Bill has been an active member of the NUT for over 30 years.
Why are education & teacher trade unionism so
important to him?
Why did Local Officers in his Executive area,
writing in his support, refer to him as “an old Bolshevik since his late teens”?
And why is he so concerned about internal union
“factions”, and “unity” – both within NUT and with other education unions?
Bill
Greenshields "in his own write"
“The central belief that has underpinned my
politics since my late teens is that ordinary working people, here and abroad -
and including teachers - should have the right to run their own affairs, lead
their own lives and make democratic decisions, free from manipulation by the economically rich and
politically powerful – or by “we-know-best” factions
in their own organisations.”
On Thursday 11th November 1965, Rhodesia declared UDI. Flouting
the law, they declared their racism ‘constitutional’. “The
decision which we have taken today is a refusal by Rhodesians to sell their
birth-right, and even if we were to surrender, does anyone believe that
Rhodesia would be the last target of the Communists and the Afro-Asian bloc? We
have struck a blow for the preservation of justice, civilization and
Christianity,” said Ian Smith, their ‘leader’.
The next day a Union Jack appeared over the Army Cadet hut in my school
playground, and a painted bedsheet pinned to the side wall read, “Good
Luck Rhodesia!” By dinnertime a few of us had unpinned and destroyed
it. At 14½ it was my first political act. I was – and remain – very proud of it.
I was
brought up in a Christian socialist household. My Dad
was an elder in the Presbyterian Church, while my Mum was an Anglican, who took
on the Sunday School at my Dad’s church. She had a very relaxed attitude
towards her Christianity: the important thing for her was a strong sense of
justice and support for the downtrodden, and a belief in people’s potential –
and I learnt it from her in early childhood.
She had
grown up in South East London knowing real poverty. Her father, returning from
WW1, went through long periods of
unemployment, going from door to door
offering to blacken door knockers and clean steps for a penny. He and his
brother made - and sold - toys from scraps of wood they ‘acquired’. He then
became a ‘casual’ on the London docks, walking over an hour each way to stand
in line and hope to be picked out for a day’s work. When the family was rehoused
to the brand new council housing estate in Morden, they couldn’t believe their
bathroom, inside toilet, garden and outside coal bunker – though it was even
further for her Dad to walk and hitch rides to work, and she often saw him fall
asleep while eating his meal at night
When
my Mum was 12 or 13, she asked her mother why a young man down the road often
appeared on the street all dressed in black. Her mother told her that he was,
“…a bit touched in the head…” and that she should keep clear of him. When my
Mum found out what he believed in, she didn’t know whether to pity him or hate
him. He was the only Blackshirt in her area as far as she knew.
At 14 she
had the opportunity to stay on at school, but the family couldn’t afford it,
and she went to work in an office in Soho. It was 1937. In 1940, at 17, she
joined the ATS and started her war service. She hated Hitler as much as anyone
- and still does. She despises homegrown fascists, and still regards them as
“touched in the head.” Her experience in the 30s and during the war led her to
be a big supporter of the post war Labour Government and trade unions. Now, at 84, ‘New Labour’ makes her angry. If
she’s up for it, I’ll have her sitting by my side on the first day of ‘my’
Conference in 2008.

§ **Exercise requirements**
Can you summarize the profile of Bill Greenshields in three sentences? The collection entries are material separate from the profile.

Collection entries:

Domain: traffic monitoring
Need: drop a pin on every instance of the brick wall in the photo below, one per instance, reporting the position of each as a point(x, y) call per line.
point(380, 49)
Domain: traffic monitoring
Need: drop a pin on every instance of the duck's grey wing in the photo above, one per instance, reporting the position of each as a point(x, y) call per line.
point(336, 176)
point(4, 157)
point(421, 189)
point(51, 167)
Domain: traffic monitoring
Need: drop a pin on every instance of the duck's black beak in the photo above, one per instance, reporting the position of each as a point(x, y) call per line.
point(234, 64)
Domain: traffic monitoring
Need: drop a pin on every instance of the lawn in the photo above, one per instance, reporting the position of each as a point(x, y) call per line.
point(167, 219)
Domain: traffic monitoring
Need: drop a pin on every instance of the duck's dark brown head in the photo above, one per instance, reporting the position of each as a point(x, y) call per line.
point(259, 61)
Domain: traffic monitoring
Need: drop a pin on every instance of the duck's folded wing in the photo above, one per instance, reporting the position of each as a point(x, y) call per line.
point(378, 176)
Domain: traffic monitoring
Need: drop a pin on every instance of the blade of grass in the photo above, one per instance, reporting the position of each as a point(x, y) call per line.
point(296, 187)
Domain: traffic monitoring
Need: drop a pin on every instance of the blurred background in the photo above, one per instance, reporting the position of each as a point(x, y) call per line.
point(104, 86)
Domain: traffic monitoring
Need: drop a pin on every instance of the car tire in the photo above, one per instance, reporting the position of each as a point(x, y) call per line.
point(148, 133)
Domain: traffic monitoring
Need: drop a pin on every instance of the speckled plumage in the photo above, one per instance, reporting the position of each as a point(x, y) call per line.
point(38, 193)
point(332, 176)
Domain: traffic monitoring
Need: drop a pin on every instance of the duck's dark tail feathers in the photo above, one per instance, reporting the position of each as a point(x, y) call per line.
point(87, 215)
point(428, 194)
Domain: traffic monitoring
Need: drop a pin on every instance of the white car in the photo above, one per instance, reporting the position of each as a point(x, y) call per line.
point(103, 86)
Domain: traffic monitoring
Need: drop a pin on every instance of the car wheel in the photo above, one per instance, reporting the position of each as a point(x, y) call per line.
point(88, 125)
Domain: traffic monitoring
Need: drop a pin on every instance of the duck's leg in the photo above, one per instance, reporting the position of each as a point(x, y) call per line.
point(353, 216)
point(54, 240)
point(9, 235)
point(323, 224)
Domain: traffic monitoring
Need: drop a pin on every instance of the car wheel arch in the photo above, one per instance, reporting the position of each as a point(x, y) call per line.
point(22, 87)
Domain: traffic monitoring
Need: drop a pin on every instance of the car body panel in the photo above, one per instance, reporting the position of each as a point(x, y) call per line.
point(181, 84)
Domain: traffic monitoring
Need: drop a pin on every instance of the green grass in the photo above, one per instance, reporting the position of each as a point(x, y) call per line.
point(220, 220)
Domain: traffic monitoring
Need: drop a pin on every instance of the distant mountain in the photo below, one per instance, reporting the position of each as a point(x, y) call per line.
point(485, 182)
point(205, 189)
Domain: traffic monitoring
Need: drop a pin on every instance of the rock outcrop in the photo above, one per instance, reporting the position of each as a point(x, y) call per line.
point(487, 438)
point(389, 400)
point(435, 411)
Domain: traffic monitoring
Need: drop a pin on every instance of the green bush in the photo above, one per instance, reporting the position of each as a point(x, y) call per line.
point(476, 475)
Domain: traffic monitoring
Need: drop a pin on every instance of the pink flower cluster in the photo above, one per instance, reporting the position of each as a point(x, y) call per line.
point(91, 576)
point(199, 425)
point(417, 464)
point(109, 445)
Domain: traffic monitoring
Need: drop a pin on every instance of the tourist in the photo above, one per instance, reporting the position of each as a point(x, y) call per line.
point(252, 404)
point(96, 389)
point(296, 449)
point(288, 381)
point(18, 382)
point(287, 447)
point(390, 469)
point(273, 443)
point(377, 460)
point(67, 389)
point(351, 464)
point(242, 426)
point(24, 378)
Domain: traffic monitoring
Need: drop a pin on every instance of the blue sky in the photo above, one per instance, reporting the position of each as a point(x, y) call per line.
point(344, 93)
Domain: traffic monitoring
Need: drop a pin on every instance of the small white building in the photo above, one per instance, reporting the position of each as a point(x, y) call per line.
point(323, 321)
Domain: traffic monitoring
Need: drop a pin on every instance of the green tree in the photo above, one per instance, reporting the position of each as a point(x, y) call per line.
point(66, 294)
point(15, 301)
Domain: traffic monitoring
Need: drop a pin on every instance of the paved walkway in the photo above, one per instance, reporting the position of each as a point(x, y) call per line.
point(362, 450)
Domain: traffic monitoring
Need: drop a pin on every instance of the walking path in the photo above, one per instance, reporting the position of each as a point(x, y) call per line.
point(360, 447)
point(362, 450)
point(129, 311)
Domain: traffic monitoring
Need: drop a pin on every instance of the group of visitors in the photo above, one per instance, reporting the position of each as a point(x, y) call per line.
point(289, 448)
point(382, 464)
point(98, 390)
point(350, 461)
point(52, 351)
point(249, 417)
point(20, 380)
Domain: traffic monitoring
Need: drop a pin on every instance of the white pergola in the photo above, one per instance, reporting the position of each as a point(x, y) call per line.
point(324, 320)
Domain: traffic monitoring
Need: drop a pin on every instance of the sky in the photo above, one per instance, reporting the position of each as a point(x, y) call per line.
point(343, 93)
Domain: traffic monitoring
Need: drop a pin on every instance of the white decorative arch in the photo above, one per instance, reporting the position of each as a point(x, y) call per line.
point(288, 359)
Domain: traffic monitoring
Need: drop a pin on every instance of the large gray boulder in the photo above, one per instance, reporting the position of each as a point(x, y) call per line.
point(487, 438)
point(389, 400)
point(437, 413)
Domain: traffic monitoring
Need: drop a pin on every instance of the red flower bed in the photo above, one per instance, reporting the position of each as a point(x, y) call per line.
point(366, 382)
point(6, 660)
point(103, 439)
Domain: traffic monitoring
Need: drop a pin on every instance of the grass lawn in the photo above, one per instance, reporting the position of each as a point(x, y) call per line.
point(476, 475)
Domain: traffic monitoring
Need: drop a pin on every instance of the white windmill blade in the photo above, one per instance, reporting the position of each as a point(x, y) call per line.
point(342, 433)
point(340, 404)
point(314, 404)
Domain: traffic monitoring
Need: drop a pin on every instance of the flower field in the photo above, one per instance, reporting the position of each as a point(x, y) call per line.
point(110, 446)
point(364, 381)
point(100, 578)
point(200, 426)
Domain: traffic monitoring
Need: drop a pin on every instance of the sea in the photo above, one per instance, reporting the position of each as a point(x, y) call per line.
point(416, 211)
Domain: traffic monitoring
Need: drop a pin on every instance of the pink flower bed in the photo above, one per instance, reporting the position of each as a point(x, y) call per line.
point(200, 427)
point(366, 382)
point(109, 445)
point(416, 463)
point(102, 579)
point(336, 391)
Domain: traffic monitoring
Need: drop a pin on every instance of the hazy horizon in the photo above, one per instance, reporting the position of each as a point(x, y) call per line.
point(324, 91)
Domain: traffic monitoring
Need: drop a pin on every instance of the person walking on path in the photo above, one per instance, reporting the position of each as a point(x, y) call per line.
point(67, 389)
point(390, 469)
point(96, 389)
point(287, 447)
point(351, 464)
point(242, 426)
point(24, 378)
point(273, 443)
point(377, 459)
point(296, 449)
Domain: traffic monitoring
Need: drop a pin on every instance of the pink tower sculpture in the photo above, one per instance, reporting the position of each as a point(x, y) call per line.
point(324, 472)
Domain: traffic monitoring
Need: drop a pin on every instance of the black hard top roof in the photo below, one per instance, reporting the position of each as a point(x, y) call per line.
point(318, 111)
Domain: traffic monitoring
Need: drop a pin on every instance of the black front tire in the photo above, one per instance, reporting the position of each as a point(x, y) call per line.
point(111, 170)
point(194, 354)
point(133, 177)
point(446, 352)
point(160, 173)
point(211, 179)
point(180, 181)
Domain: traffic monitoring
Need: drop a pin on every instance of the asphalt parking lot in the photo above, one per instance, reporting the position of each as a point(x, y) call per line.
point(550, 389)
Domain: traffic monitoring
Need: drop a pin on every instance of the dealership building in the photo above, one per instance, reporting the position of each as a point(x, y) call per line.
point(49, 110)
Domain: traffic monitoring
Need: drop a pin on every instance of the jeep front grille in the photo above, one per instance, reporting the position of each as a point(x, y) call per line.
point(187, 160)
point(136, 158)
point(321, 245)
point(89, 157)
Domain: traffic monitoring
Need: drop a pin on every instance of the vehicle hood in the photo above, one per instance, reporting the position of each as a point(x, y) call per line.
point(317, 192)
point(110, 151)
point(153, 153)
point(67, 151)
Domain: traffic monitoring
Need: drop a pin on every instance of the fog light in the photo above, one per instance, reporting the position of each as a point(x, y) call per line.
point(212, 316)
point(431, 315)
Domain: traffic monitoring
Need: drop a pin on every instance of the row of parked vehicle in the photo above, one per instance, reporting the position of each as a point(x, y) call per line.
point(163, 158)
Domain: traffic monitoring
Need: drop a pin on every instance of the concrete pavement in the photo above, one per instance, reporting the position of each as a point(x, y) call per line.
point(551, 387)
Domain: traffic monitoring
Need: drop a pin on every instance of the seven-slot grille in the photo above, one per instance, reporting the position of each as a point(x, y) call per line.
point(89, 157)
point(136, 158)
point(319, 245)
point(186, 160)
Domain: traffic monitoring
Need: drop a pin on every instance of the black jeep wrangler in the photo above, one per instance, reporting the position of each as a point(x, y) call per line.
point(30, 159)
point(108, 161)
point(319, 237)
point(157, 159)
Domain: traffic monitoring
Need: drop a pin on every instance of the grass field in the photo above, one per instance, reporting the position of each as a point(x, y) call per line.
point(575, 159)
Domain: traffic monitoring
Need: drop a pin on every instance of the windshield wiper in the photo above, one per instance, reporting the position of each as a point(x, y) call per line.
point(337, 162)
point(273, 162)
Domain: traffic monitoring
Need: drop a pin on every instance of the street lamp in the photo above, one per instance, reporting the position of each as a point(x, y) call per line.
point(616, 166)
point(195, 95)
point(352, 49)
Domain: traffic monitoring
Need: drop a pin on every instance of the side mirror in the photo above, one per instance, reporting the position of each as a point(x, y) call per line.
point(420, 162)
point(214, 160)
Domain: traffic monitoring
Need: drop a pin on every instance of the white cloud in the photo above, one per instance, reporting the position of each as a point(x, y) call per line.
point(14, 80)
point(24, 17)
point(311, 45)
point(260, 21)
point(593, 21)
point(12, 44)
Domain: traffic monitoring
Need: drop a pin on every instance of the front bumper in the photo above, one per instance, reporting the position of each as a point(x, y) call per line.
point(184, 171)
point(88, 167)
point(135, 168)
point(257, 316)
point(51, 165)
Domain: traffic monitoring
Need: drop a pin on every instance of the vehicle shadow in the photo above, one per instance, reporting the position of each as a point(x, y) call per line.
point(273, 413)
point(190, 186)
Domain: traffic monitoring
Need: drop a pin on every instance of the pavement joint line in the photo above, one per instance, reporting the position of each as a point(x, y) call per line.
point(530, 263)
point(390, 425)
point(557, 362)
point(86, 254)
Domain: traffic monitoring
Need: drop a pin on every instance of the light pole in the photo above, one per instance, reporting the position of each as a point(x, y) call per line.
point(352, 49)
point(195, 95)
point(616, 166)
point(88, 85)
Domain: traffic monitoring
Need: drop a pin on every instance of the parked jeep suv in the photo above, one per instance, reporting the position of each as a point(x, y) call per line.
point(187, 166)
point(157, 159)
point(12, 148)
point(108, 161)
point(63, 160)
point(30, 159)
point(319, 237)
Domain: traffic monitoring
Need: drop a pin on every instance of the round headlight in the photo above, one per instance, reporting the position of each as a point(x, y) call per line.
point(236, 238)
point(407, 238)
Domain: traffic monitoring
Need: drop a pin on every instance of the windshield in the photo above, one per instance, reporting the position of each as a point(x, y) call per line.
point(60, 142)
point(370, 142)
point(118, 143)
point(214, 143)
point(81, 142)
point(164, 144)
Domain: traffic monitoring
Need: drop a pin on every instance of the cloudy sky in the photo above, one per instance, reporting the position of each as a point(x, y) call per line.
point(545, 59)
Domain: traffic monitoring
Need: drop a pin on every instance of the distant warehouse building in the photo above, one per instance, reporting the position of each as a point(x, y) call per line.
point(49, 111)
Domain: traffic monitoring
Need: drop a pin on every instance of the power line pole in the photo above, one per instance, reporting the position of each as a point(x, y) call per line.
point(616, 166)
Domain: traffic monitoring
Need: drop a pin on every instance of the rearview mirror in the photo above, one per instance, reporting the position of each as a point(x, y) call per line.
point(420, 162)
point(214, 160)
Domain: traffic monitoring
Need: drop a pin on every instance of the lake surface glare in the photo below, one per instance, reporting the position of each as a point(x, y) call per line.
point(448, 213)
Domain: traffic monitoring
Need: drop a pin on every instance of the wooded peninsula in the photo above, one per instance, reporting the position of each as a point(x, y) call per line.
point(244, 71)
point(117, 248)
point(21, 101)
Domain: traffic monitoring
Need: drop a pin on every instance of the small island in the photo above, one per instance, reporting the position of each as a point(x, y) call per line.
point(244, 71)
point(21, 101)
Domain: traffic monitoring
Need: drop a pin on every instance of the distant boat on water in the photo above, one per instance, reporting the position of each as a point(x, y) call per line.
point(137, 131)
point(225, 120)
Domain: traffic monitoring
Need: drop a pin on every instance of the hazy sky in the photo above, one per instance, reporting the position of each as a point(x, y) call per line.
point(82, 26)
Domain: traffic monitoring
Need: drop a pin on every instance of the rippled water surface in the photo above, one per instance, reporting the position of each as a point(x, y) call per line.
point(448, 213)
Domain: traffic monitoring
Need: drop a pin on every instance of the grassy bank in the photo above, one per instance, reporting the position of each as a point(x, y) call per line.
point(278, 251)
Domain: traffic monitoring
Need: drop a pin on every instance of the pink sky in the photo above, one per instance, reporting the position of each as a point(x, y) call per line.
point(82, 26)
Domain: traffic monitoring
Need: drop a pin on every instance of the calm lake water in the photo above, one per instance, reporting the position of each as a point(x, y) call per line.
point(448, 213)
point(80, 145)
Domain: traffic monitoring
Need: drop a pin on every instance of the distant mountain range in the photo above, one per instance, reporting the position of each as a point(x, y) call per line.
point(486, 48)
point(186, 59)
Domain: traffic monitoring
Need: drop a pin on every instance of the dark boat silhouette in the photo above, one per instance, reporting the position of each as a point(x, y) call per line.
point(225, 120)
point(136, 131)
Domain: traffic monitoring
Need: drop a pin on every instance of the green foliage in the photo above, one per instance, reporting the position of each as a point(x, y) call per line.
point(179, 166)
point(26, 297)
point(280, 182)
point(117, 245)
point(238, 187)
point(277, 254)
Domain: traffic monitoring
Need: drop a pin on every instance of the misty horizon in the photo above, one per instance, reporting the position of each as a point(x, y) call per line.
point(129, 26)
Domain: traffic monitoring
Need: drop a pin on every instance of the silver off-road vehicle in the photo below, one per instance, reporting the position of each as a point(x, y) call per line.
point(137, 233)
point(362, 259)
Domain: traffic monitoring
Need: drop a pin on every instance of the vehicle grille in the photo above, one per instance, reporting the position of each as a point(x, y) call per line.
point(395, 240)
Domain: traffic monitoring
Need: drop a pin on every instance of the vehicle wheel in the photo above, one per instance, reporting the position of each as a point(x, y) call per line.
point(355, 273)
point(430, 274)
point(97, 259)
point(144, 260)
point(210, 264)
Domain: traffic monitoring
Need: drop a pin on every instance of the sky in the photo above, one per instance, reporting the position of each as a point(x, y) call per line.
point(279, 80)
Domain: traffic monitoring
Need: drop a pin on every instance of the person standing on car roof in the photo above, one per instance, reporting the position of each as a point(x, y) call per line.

§ **Task answer**
Bill Greenshields, an NUT member for over 30 years, believes that ordinary working people, including teachers, should run their own affairs and make democratic decisions free from manipulation by the rich and powerful or by factions in their own organizations. His first political act came at 14½, when he and a few others took down and destroyed a "Good Luck Rhodesia!" bedsheet pinned up in his school playground the day after Rhodesia declared UDI in 1965. He was brought up in a Christian socialist household and learned a strong sense of justice from his mother, who grew up in poverty in South East London, served in the ATS during the war, despises fascists, and at 84 is angered by "New Labour."